* **Supplied data**:
────────────────────

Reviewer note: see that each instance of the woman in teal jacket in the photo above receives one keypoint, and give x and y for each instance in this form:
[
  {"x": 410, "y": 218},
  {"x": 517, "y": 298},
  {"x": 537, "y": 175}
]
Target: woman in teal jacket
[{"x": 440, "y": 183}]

────────────────────

* **Work to be completed**: Retype each line above, keeping every character.

* **Completed exercise**:
Reviewer note: see that each instance of the woman in teal jacket in the photo above receives one keypoint, and give x and y for each instance in this form:
[
  {"x": 410, "y": 218},
  {"x": 517, "y": 298},
  {"x": 537, "y": 175}
]
Target: woman in teal jacket
[{"x": 440, "y": 183}]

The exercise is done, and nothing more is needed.